--- PROBLEM ---
Begin at the line containing "Would you mind pointing at the metal" and reproduce every line through the end of the entries below. Nothing else should appear.

◆ ◆ ◆ ◆ ◆ ◆ ◆

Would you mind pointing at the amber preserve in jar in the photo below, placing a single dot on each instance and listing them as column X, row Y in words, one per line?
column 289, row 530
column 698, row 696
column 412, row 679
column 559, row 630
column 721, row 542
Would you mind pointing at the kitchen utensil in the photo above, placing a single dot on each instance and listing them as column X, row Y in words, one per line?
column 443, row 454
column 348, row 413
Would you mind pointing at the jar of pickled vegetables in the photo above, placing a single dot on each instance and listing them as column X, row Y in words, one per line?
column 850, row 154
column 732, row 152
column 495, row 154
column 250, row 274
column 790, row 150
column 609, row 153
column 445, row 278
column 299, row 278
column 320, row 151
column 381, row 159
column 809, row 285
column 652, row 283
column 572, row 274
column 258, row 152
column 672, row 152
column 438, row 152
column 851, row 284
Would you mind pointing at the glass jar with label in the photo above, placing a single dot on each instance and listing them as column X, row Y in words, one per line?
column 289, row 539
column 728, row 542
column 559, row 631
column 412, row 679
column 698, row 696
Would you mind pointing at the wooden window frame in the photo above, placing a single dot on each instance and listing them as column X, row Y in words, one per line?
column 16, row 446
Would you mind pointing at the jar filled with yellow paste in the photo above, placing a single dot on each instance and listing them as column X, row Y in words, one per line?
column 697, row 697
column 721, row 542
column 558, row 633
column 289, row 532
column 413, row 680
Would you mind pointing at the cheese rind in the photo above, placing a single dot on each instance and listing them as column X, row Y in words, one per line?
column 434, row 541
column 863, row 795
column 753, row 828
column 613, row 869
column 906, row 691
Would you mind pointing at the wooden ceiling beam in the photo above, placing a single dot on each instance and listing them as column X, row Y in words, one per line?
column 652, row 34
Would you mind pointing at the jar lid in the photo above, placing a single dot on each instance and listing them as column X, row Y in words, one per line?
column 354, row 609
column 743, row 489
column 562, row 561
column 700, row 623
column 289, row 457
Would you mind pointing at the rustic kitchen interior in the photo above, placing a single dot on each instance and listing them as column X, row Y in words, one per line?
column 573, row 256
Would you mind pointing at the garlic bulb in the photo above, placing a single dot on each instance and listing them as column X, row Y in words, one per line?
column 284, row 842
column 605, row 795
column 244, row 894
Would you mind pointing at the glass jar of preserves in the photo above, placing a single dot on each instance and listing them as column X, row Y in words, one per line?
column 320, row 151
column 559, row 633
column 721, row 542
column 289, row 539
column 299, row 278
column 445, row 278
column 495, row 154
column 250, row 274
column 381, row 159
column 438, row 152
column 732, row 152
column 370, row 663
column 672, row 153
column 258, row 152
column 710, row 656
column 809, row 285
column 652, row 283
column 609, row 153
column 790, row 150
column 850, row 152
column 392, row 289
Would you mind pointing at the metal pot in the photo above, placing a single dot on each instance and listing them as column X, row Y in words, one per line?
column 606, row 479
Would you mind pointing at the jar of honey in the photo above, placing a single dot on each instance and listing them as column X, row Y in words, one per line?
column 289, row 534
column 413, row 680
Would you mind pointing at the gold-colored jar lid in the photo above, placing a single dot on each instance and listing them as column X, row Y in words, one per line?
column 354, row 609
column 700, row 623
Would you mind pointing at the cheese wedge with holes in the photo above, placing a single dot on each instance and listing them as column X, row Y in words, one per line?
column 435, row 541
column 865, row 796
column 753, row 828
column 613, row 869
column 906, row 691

◆ ◆ ◆ ◆ ◆ ◆ ◆

--- REPLY ---
Would you mind pointing at the metal pot in the photo above, placing a single dot on each instance and listing them as column X, row Y in words, one per line?
column 606, row 479
Would you mind pointing at the jar of honey in the photo above, placing a single dot on each instance and listing them as column X, row Y in words, one per line?
column 289, row 534
column 413, row 680
Would you mind pointing at the gold-colored jar lid in the photo above, placing a single dot on each instance and listing them as column X, row Y in words, one per line?
column 354, row 609
column 700, row 623
Would you mind pointing at the cheese wedge with holes in the photo above, placing a single dot on each instance and listing them as column X, row Y in words, one per line?
column 435, row 541
column 865, row 796
column 753, row 828
column 613, row 869
column 906, row 691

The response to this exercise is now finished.